Sen. Lamar Alexander, R-Tenn., announced on Thursday that he will not support allowing witnesses to testify in the impeachment trial of President Trump.
Jacquelyn Martin
Sen. Lamar Alexander, R-Tenn., announced on Thursday that he will not support allowing witnesses to testify in the impeachment trial of President Trump.

Updated 11:28 p.m. ET

Sen. Lamar Alexander said on Thursday night that he will not vote to allow witnesses and evidence into the impeachment trial of President Trump.

"There is no need for more evidence to conclude that the president withheld United States aid, at least in part, to pressure Ukraine to investigate the Bidens; the House managers have proved this with what they call a 'mountain of overwhelming evidence,'" Alexander said in a statement. "Our founding documents provide for duly elected presidents who serve with 'the consent of the governed,' not at the pleasure of the United States Congress. Let the people decide."

The decision delivers a devastating blow to House managers prosecuting Trump, all but ensuring witnesses will not be called for Trump's trial.

Without sufficient support for bringing witnesses, Senate Majority Leader Mitch McConnell is expected to move quickly to vote on the two articles of impeachment. The president could be acquitted on both charges as early as Friday evening.

Democrats needed four Republicans to join them in order to have enough votes to call witnesses to testify. Alexander, R-Tenn., had been largely silent on the issue and was considered a crucial swing voter. Only two Republicans — Maine Sen. Susan Collins and Utah Sen. Mitt Romney — have publicly called for witness testimony.

Records from a data source
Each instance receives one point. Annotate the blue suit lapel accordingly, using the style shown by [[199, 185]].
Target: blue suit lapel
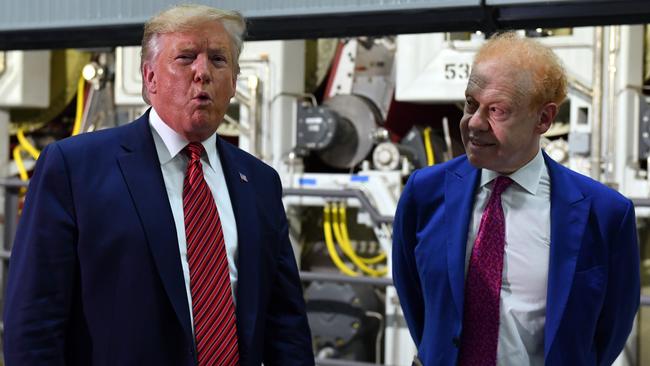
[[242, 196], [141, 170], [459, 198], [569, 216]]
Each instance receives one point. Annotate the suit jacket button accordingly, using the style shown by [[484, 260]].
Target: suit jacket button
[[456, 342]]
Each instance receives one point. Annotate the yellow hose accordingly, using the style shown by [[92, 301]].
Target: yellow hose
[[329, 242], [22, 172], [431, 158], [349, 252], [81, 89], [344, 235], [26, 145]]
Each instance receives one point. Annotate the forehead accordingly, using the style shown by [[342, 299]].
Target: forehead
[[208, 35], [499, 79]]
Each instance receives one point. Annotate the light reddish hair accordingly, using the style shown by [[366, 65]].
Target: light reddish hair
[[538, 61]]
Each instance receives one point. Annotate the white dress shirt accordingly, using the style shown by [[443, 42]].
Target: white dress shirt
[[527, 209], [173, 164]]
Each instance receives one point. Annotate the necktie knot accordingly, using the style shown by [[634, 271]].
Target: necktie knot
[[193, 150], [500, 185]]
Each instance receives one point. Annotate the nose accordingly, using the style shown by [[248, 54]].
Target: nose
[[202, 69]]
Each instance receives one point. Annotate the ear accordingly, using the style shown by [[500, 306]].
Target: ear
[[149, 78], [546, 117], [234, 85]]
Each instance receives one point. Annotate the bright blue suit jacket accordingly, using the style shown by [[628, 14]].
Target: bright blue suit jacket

**Tasks to carry out:**
[1] Please list every senator named in the article about the impeachment trial.
[2] According to the article about the impeachment trial, how many Republicans did Democrats need to join them to call witnesses?

**Final answers:**
[1] Lamar Alexander, Mitch McConnell, Susan Collins, Mitt Romney

[2] Four